◆ Assigned task
From the records below, output exactly the lines running from the line containing "Each instance of the moose" through the line containing "Each instance of the dense", and no others.

(Recorded data)

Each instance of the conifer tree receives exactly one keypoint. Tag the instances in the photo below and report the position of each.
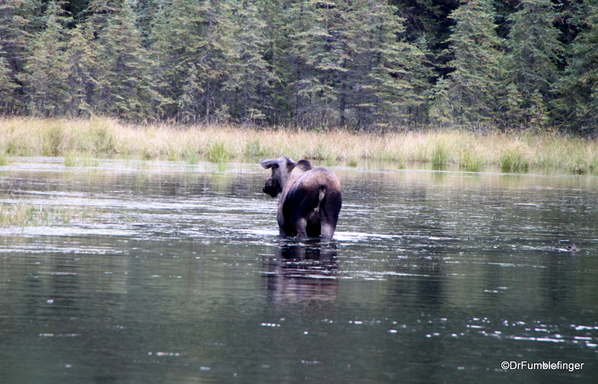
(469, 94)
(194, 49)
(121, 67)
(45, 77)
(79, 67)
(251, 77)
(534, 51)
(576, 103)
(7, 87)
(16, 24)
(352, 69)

(End Recorded data)
(Recorded data)

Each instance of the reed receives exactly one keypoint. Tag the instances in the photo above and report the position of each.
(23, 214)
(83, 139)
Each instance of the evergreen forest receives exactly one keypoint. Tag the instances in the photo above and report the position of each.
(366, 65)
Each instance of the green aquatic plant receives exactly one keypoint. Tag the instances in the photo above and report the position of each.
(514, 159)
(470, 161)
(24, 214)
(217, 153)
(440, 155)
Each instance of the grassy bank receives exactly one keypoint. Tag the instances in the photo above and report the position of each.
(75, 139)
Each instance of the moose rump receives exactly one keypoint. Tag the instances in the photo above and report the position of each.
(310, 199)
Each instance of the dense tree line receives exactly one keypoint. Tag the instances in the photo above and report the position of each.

(End Recorded data)

◆ Output of the exercise
Each instance of the moose rump receives exactly one keypoint. Tag the instances in the photo above and report the position of each.
(310, 199)
Each instance of the dense tree line receives exactly one keypoint. Tag the instances in the photo above and report the position of each.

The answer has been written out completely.